Show, in full, each line of the data that contains "knitted".

··· MATERIAL SUPPLIED ···

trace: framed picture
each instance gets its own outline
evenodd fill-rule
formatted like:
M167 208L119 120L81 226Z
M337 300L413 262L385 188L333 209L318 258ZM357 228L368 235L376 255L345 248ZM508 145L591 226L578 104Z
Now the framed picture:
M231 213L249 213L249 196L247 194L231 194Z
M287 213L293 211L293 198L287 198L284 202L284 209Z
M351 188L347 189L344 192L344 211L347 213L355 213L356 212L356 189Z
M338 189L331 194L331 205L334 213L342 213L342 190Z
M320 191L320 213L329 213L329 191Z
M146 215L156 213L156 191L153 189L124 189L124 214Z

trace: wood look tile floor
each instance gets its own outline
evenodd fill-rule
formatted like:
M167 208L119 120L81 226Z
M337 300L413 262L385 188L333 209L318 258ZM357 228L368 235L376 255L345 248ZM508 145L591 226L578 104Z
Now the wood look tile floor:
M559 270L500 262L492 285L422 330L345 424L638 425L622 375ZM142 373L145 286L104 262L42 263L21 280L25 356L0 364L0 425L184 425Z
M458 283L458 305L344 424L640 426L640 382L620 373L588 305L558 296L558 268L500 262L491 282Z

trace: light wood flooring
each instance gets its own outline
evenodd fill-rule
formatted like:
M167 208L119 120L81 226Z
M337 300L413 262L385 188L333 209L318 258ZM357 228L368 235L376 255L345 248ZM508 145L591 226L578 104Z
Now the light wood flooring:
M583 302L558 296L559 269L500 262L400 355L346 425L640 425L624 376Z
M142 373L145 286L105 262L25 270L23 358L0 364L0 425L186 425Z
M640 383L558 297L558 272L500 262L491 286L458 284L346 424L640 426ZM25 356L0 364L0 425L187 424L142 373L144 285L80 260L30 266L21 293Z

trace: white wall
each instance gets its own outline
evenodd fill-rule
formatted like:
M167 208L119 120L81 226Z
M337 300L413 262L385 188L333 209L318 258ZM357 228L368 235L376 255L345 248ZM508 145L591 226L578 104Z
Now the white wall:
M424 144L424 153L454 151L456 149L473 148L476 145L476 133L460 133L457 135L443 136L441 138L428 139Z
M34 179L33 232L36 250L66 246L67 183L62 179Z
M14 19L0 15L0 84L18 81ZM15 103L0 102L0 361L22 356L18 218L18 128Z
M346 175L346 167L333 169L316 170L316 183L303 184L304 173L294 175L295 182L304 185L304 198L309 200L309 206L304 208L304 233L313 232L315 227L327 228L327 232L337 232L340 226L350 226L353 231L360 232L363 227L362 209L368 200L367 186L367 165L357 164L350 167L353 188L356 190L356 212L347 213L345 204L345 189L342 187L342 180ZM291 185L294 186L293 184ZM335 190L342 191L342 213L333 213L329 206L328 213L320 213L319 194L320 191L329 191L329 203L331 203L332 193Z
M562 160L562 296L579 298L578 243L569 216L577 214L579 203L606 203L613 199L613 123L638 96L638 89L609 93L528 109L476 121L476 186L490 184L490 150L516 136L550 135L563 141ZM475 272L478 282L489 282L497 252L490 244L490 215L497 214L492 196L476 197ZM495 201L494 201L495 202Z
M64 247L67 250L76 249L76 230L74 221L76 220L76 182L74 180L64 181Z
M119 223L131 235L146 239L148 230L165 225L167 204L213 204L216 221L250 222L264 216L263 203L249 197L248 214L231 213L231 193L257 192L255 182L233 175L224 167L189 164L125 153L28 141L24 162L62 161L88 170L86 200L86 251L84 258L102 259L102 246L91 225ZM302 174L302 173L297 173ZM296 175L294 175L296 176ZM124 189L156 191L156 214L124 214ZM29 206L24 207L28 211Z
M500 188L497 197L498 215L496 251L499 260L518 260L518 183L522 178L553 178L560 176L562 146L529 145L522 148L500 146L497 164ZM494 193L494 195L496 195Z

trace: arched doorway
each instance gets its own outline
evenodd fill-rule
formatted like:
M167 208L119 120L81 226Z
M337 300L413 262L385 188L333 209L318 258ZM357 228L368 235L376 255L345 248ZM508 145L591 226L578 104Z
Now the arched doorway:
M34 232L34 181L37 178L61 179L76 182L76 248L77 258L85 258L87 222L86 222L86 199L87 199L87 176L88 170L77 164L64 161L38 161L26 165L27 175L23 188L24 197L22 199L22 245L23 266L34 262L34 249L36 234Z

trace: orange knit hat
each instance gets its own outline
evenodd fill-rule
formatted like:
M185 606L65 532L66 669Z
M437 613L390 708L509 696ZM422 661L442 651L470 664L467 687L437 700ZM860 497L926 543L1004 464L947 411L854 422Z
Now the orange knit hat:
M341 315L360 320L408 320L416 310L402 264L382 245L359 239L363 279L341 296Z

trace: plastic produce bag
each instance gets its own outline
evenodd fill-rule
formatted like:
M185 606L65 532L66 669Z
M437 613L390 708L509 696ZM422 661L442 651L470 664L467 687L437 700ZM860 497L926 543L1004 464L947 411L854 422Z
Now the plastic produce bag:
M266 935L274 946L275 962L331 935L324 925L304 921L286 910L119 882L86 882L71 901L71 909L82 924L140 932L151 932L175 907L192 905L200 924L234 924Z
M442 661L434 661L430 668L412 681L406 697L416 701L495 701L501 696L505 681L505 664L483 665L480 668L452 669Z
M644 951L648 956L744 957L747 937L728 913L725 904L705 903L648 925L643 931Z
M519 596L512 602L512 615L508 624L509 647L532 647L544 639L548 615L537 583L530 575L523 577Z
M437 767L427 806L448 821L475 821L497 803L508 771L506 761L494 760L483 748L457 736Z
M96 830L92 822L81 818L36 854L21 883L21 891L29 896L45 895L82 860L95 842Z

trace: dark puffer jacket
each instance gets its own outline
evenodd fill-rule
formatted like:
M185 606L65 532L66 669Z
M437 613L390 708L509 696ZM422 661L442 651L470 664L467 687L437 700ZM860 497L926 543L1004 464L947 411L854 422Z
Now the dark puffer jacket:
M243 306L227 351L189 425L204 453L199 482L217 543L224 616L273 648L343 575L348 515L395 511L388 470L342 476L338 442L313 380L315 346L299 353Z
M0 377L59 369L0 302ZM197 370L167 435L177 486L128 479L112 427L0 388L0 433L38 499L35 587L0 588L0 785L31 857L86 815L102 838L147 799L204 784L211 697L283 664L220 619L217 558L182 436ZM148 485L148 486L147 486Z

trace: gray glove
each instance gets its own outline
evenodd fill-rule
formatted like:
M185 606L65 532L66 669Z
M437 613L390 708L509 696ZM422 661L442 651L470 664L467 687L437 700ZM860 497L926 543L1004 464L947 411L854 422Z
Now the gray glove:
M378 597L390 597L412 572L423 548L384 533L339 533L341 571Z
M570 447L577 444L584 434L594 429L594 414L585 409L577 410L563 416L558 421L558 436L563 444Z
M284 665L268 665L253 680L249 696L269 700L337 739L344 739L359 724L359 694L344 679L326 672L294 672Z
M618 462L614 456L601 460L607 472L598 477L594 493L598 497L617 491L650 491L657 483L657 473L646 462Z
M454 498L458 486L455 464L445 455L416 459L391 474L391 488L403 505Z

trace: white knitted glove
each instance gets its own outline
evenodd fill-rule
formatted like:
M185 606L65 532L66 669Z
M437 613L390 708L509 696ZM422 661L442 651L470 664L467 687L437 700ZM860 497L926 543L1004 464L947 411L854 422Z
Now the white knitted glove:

···

_SOLUTION TO THIS PROBLEM:_
trace: white knitted glove
Now the white knitted glove:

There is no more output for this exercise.